EXERCISE DESCRIPTION | Transcribe the material line for line. Begin with its first line and stop after the line containing "top-left (1040, 432), bottom-right".

Detection annotation records |
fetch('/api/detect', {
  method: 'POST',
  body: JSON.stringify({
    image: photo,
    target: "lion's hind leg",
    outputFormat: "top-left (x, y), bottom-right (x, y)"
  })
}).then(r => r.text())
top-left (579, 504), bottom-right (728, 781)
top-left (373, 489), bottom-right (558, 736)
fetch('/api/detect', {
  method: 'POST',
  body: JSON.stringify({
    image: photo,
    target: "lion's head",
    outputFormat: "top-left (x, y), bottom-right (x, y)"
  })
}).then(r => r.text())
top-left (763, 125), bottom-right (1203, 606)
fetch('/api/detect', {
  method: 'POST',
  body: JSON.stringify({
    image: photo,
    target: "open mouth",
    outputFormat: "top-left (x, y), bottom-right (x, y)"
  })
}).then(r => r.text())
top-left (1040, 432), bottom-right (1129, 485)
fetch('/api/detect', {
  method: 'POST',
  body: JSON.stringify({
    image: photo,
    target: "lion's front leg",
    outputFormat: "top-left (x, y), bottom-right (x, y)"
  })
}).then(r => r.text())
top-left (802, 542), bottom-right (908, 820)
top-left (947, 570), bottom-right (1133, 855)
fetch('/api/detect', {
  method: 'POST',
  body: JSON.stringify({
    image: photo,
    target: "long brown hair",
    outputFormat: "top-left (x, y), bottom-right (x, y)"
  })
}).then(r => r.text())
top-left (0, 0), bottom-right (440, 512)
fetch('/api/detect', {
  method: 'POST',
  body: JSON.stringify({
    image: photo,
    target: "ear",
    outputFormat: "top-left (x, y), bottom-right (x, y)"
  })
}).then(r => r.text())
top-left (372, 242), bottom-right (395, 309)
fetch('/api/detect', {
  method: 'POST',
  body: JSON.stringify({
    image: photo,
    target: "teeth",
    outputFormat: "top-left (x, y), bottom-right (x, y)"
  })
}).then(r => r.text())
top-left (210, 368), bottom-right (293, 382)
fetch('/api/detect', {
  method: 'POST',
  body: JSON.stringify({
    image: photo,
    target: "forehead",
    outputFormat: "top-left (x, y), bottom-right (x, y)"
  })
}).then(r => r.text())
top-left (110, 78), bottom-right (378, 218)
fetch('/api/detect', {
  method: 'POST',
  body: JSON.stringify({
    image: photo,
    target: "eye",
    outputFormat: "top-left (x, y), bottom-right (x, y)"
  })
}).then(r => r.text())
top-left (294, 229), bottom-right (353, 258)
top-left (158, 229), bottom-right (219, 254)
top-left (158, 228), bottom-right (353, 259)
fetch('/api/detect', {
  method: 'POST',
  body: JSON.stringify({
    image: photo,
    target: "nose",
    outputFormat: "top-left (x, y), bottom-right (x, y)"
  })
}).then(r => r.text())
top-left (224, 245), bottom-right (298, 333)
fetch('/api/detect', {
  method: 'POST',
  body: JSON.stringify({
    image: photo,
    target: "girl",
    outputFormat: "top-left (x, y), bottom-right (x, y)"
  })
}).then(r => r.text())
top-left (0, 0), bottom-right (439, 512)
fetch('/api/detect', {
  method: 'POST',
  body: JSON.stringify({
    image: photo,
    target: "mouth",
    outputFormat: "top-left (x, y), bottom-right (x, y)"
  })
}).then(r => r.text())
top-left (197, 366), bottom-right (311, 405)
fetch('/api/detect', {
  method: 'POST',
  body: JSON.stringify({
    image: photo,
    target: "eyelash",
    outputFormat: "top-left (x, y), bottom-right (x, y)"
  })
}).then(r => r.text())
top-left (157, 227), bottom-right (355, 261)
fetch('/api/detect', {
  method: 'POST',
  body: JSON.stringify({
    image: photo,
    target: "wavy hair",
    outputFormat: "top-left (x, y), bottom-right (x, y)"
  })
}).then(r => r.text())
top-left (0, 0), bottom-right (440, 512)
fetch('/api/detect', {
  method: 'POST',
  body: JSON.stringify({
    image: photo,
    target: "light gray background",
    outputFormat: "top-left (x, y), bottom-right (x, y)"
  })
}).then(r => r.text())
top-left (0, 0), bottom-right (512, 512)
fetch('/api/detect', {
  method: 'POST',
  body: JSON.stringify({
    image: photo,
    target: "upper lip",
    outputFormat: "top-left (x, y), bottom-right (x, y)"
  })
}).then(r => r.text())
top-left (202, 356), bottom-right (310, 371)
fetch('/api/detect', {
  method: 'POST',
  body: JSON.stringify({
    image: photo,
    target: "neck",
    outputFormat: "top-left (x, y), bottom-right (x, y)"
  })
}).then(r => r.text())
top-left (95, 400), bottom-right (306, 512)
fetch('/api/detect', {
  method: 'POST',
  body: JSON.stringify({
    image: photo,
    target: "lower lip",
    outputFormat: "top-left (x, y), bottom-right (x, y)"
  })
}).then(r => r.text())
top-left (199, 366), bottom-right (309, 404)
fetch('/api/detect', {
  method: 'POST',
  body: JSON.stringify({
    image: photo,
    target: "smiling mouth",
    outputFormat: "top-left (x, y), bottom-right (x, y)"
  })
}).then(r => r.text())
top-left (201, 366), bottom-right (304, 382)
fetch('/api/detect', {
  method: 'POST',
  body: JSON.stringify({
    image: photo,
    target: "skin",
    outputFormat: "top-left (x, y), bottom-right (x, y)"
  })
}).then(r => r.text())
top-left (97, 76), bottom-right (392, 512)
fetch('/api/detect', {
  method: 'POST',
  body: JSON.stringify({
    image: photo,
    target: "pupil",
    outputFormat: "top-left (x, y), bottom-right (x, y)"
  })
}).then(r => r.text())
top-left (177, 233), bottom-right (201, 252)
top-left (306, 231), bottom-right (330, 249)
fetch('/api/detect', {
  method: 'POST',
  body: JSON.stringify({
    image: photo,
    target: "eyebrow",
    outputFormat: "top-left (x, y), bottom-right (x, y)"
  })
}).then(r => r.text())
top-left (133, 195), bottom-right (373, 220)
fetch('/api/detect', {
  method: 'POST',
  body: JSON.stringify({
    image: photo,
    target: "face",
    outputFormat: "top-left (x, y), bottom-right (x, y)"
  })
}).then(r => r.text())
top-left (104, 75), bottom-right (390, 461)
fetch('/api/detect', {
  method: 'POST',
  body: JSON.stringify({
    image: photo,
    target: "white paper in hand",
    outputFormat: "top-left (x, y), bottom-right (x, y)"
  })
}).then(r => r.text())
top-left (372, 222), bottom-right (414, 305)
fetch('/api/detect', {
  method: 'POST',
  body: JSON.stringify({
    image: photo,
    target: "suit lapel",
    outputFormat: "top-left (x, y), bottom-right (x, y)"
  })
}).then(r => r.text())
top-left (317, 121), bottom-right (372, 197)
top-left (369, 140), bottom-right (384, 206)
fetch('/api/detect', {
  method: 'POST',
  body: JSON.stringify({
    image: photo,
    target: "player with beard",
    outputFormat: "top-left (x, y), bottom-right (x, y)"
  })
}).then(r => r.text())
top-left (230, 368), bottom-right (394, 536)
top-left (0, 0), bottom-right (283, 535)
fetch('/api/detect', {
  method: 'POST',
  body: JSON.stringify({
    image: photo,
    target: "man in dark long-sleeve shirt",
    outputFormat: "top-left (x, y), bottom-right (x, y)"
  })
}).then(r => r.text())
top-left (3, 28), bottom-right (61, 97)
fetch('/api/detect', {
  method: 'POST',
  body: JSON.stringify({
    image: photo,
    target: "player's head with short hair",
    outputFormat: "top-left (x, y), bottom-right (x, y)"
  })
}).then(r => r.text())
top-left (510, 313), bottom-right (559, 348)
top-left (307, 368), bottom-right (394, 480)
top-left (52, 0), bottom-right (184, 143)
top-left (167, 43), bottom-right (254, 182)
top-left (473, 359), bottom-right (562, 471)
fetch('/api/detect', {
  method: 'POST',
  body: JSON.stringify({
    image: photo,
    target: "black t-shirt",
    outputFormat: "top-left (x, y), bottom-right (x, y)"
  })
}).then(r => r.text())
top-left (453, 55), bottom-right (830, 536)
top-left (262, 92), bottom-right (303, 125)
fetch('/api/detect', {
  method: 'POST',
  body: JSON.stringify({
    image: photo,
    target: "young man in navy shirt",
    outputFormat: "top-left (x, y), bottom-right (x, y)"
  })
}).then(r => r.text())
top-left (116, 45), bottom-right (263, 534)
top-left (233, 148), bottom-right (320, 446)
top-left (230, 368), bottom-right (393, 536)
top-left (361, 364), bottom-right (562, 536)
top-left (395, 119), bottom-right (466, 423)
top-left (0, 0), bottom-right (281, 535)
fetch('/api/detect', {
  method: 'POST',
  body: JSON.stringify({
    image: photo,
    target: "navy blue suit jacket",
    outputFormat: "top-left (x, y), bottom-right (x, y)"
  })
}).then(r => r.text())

ANSWER TO THE PROBLEM |
fetch('/api/detect', {
  method: 'POST',
  body: JSON.stringify({
    image: photo,
    target: "lion's hind leg",
    outputFormat: "top-left (x, y), bottom-right (x, y)"
  })
}).then(r => r.text())
top-left (579, 504), bottom-right (728, 781)
top-left (373, 489), bottom-right (558, 736)
fetch('/api/detect', {
  method: 'POST',
  body: JSON.stringify({
    image: photo,
    target: "lion's head",
    outputFormat: "top-left (x, y), bottom-right (x, y)"
  })
}).then(r => r.text())
top-left (763, 125), bottom-right (1203, 606)
fetch('/api/detect', {
  method: 'POST',
  body: JSON.stringify({
    image: photo,
    target: "open mouth",
    outputFormat: "top-left (x, y), bottom-right (x, y)"
  })
}).then(r => r.text())
top-left (1040, 432), bottom-right (1129, 485)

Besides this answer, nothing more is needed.